═════ Data to process

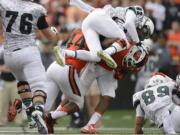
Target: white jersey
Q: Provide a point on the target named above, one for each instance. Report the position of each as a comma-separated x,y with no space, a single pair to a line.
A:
19,19
120,12
155,98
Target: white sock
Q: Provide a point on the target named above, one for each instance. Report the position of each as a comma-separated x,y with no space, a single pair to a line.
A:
70,53
113,49
95,118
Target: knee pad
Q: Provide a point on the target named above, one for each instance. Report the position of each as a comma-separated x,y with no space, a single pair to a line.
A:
40,94
24,89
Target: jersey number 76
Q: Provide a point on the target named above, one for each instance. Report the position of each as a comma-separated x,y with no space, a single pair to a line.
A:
25,22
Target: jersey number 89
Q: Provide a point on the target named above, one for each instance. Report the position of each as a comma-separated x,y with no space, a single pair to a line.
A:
148,96
25,24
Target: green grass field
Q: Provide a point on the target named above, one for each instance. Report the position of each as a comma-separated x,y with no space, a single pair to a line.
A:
119,122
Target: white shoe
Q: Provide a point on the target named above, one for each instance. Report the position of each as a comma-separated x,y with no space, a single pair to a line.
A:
37,116
89,129
59,55
107,58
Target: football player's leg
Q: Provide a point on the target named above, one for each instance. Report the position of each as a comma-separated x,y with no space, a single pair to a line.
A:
36,77
69,85
52,93
167,126
25,94
175,118
107,85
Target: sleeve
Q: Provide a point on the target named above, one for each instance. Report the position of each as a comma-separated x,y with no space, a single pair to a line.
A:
42,23
1,8
139,111
130,25
82,5
139,12
136,100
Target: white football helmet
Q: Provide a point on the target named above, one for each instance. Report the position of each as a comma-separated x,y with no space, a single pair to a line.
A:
157,79
145,28
136,57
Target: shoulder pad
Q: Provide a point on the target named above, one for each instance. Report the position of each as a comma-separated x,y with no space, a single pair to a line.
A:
138,10
136,100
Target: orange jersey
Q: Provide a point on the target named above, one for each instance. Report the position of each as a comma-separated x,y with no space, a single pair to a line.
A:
118,57
76,42
121,70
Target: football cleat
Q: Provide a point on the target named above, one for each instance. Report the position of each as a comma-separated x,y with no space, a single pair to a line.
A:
50,122
89,129
59,55
15,108
107,58
37,116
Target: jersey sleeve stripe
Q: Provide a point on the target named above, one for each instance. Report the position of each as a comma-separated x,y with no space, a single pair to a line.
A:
72,81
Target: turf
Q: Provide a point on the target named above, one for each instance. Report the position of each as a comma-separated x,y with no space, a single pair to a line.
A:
118,122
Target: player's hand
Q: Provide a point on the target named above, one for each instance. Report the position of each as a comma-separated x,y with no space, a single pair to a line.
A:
178,79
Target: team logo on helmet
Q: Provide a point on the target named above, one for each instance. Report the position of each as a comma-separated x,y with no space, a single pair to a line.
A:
136,57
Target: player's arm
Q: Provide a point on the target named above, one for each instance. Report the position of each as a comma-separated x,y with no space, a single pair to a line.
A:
130,25
82,5
50,33
176,95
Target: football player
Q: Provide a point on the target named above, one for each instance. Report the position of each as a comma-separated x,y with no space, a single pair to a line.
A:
128,60
157,103
20,20
106,22
131,20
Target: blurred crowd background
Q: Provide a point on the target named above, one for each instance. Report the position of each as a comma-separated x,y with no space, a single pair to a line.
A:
165,55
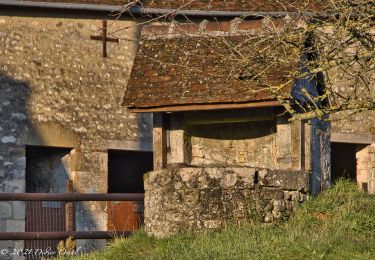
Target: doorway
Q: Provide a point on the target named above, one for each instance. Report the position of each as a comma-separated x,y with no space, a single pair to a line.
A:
125,175
343,161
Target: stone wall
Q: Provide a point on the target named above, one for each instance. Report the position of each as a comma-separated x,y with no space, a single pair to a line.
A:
196,199
366,167
57,90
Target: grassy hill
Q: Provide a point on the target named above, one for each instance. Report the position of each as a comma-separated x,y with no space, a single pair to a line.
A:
339,224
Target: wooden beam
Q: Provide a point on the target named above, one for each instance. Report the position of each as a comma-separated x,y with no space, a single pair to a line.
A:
182,108
71,196
59,235
229,116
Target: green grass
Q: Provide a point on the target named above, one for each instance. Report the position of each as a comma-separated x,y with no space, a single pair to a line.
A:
338,224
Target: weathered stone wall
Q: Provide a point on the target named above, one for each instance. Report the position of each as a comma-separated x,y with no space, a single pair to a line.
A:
57,90
194,199
366,167
249,144
252,138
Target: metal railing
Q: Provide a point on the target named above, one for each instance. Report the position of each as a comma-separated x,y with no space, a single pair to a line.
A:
69,201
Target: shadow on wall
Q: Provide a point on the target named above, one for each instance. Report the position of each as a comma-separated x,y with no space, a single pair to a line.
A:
144,127
233,131
14,125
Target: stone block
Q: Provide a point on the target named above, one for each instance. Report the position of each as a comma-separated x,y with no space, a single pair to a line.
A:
15,225
286,180
5,210
18,210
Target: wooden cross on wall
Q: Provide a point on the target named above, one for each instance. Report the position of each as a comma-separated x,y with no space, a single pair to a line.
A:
103,37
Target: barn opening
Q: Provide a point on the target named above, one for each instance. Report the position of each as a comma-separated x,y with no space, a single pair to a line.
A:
344,162
47,171
125,175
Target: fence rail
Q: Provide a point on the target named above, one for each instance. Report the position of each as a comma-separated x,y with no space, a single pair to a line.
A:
53,235
69,197
69,214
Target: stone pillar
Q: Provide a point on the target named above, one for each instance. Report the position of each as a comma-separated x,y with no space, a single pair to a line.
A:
12,179
320,154
178,143
90,175
366,168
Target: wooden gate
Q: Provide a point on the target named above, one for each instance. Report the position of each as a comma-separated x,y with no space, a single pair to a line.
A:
43,216
125,215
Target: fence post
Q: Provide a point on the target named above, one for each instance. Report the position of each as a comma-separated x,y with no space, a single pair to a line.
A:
69,210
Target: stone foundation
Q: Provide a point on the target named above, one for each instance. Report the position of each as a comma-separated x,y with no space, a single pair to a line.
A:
194,199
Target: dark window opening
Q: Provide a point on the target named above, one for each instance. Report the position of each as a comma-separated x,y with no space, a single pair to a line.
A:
46,169
344,163
126,169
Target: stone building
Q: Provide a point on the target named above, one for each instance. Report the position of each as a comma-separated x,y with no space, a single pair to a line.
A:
62,118
224,150
60,112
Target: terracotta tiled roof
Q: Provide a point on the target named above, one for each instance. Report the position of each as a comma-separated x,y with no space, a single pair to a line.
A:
172,69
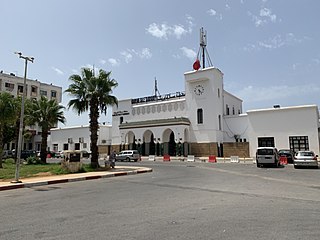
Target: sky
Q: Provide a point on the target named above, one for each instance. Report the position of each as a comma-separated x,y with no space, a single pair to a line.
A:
268,50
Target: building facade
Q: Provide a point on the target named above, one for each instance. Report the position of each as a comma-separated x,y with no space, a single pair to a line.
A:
203,120
34,90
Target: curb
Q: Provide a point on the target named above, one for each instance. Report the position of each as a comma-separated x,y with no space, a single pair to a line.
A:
73,179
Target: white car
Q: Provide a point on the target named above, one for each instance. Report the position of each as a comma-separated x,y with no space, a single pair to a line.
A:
128,155
305,158
267,156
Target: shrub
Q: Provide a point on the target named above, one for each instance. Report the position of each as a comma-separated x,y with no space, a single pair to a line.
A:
33,160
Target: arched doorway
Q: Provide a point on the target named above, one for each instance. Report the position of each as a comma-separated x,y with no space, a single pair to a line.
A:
169,143
130,140
148,145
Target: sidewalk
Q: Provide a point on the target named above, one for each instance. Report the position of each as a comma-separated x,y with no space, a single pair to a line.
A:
47,180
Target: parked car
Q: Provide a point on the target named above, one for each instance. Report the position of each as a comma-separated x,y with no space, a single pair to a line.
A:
267,156
305,158
287,153
128,155
7,154
27,153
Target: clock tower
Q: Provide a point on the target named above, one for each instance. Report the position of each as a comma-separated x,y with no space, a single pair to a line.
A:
204,104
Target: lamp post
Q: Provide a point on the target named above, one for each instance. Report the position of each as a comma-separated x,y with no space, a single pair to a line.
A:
24,93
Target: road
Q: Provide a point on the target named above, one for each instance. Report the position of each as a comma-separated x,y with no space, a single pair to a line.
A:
178,200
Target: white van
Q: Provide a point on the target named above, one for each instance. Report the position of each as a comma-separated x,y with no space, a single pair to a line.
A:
267,156
128,155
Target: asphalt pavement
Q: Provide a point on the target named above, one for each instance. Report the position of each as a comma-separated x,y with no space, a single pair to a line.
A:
55,179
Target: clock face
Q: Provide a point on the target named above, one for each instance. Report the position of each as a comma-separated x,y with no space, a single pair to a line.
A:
199,90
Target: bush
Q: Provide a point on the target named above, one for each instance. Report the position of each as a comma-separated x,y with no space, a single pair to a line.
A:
33,160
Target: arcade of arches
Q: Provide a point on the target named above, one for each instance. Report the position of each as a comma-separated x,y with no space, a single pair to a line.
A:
169,143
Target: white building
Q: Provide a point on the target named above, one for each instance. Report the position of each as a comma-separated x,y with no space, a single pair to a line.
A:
203,120
35,89
78,138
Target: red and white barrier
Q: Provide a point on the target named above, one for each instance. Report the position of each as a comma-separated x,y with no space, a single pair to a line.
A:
212,158
166,158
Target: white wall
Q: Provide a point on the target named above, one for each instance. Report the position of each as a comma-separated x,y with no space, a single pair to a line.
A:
210,101
281,123
236,127
60,136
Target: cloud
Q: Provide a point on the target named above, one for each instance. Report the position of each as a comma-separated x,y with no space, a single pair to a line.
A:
158,31
265,16
164,31
265,12
212,12
57,70
102,61
275,42
189,53
129,54
271,93
114,62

══════════

Goal: Quote, word for word, every line starting at the one that contains "Target: red and white barrier" and ending with the final line of the entries.

The completed task:
Target: red and white barrier
Q: Provide a point on the target named above, one for each instance. Report the position of each as a comma-separated x,y with no space, a single pair to a line.
A:
212,158
166,158
Target: white wall
Q: Provide a point on the target named above, one for each instance. Report the position of each as a comma-separated x,y with no space, a single pair to a line.
A:
210,101
281,123
236,127
60,136
Target: cloud
Q: Provide a point on the target named above, one for each instance. Report the position of each as a comma-separated x,y with no space, a single pair to a line.
A:
158,31
265,16
164,31
265,12
212,12
57,70
102,61
275,42
189,53
129,54
271,93
114,62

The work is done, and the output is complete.